(Items stored from a collection)

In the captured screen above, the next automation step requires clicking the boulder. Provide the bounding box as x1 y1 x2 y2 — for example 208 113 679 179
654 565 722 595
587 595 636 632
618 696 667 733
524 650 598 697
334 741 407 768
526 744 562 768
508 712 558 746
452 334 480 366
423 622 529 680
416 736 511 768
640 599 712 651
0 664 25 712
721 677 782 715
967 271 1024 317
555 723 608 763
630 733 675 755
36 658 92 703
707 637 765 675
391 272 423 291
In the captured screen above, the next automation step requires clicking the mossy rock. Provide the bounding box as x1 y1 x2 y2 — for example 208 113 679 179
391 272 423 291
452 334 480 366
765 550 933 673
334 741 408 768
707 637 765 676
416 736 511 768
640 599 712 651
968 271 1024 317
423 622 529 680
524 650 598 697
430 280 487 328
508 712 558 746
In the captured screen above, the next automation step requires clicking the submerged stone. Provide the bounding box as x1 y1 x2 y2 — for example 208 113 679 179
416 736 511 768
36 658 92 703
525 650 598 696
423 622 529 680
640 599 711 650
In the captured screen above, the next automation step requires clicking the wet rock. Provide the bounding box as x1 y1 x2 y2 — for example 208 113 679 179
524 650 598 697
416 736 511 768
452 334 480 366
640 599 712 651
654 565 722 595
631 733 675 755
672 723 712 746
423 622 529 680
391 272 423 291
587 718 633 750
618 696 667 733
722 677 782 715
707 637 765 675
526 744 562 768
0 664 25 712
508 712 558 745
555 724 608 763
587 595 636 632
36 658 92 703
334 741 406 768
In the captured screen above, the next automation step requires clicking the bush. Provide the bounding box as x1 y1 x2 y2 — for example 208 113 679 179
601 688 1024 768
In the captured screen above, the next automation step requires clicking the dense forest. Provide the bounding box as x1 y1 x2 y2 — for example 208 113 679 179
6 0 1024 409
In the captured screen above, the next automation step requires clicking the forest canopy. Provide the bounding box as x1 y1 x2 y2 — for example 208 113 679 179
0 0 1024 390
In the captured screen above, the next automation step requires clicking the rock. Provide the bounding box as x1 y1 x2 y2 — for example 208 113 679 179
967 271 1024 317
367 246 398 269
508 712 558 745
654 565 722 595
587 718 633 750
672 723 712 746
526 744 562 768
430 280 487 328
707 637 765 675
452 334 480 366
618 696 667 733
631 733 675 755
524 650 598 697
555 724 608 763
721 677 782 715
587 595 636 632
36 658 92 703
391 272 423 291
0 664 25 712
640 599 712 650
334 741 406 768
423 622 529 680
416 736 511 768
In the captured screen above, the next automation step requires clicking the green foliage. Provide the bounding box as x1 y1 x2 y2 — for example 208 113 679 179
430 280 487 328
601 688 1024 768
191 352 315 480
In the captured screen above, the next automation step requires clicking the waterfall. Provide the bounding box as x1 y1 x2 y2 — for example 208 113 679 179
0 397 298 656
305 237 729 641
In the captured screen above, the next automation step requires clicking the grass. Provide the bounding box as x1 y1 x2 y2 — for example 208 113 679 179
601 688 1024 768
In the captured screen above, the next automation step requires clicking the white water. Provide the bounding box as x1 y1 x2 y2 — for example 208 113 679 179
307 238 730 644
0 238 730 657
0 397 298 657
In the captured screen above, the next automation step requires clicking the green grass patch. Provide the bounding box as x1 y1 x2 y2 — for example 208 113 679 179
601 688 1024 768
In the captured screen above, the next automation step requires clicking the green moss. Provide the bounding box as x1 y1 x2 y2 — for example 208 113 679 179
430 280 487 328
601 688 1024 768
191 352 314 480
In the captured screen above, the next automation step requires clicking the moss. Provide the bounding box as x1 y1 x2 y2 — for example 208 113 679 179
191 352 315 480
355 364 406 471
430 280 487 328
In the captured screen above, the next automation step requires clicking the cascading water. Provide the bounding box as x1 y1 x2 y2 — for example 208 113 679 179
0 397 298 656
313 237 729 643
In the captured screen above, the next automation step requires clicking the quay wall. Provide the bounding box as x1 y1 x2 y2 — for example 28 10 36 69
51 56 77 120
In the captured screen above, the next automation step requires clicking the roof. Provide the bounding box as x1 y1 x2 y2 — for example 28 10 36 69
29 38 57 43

PROBLEM:
Extract every line of the material above and reproduce each one verbatim, leaving nothing out.

ANSWER TO THIS TASK:
In the captured screen above, the next automation step requires clicking the boulder. Provide the bounding box as x1 y1 x2 y2 — for example 208 113 679 179
654 565 722 595
587 595 636 632
618 696 667 733
524 650 598 697
334 741 407 768
526 744 562 768
508 712 558 746
452 334 480 366
423 622 529 680
416 736 511 768
640 599 712 651
0 664 25 712
721 677 782 715
967 271 1024 317
555 723 608 763
630 733 675 755
36 658 92 703
707 637 765 675
391 272 423 291
In the captured screen above, the next automation step requires clicking the mossy rock. Provide the bounding box as x1 y1 x2 y2 — for example 208 113 679 179
391 272 423 291
452 334 480 366
765 550 933 673
334 741 408 768
707 637 765 676
416 736 511 768
640 599 712 651
968 271 1024 317
423 622 529 680
524 650 598 697
430 280 487 328
508 712 558 746
In the captured screen above, the next automation step requires clicking the submerged stone. Provide the bounding box as x1 y1 x2 y2 — for example 208 113 679 179
416 736 511 768
36 658 92 703
525 650 598 696
423 622 529 680
640 599 711 650
In the captured screen above, the next automation step requires clicking the wet rock. Provide the bounding box as x1 y1 x2 y2 — for example 208 113 679 179
524 650 598 697
416 736 511 768
452 334 480 366
640 599 712 651
654 565 722 595
631 733 675 755
672 723 712 746
423 622 529 680
391 272 423 291
587 718 633 750
618 696 667 733
722 677 782 715
707 637 765 675
526 744 562 768
0 664 25 712
508 712 558 745
555 724 608 763
587 595 636 632
36 658 92 703
334 741 406 768
In the captured screen above, the next automation step requires clicking the bush. Provide the bounding box as x1 y1 x2 y2 — for example 208 113 679 179
601 688 1024 768
In the captured screen above, the next automation step requires clicking the dense forest. Provide the bounding box as x1 y1 x2 y2 — for example 208 113 679 179
6 0 1024 409
In the captured screen above, the next automation step requires clicking the forest canopy. Provide the bounding box as x1 y1 x2 y2 — for example 208 113 679 179
0 0 1024 390
In the captured screen above, the next automation step requires clicking the rock. Provide the bounding box as x1 y1 x2 y2 — for example 208 113 679 179
967 271 1024 317
367 246 398 269
508 712 558 745
654 565 722 595
587 718 633 750
672 723 712 746
526 744 562 768
430 280 487 328
707 637 765 675
452 334 480 366
618 696 667 733
631 733 675 755
524 650 598 697
555 724 608 763
721 677 782 715
587 595 636 632
36 658 92 703
391 272 423 291
0 664 25 712
640 599 712 650
334 741 406 768
423 622 529 680
416 736 511 768
In the captured screen above, the next automation step requires clicking the green foliage. Provide the bounding box as x1 y1 x2 y2 — for example 208 113 679 179
430 280 487 328
601 688 1024 768
191 352 315 480
In the captured screen above, the next automation step requires clicking the waterfall. Provide the bounding box as x1 y1 x2 y2 — for example 208 113 679 179
0 397 298 656
305 237 729 641
In the captured screen above, the next automation step requires clicking the grass. Provide the bounding box as x1 y1 x2 y2 — for example 208 113 679 179
601 688 1024 768
In the captured screen above, the next automation step requires clicking the white water. Provide the bounding box as x1 y1 x2 y2 — for example 208 113 679 179
307 238 730 644
0 238 730 657
0 397 298 657
In the captured screen above, the next automation step requires clicking the green grass patch. Provide the bounding box as x1 y1 x2 y2 — for example 208 113 679 179
601 688 1024 768
In the captured screen above, the next automation step requires clicking the green moss. Provide the bounding box as x1 y1 x2 y2 — for example 208 113 679 179
430 280 487 328
601 688 1024 768
191 352 314 480
In the captured screen above, the next automation step requires clicking the moss. Provide the bounding box as x1 y1 x2 y2 — for example 208 113 679 179
191 352 315 480
355 364 406 471
430 280 487 328
In the captured screen above, the next automation step requires clicking the cascading water. Provide the bounding box as x1 y1 x2 y2 — for example 208 113 679 179
0 397 298 656
313 237 729 643
In the captured screen above, the next automation step requires clicking the quay wall. Provide the bounding box as x1 y1 x2 y2 — for example 28 10 36 69
51 56 77 120
In the captured screen above, the next automation step requires clicking the roof. Provide the bounding box as x1 y1 x2 y2 — for example 28 10 36 69
29 38 57 43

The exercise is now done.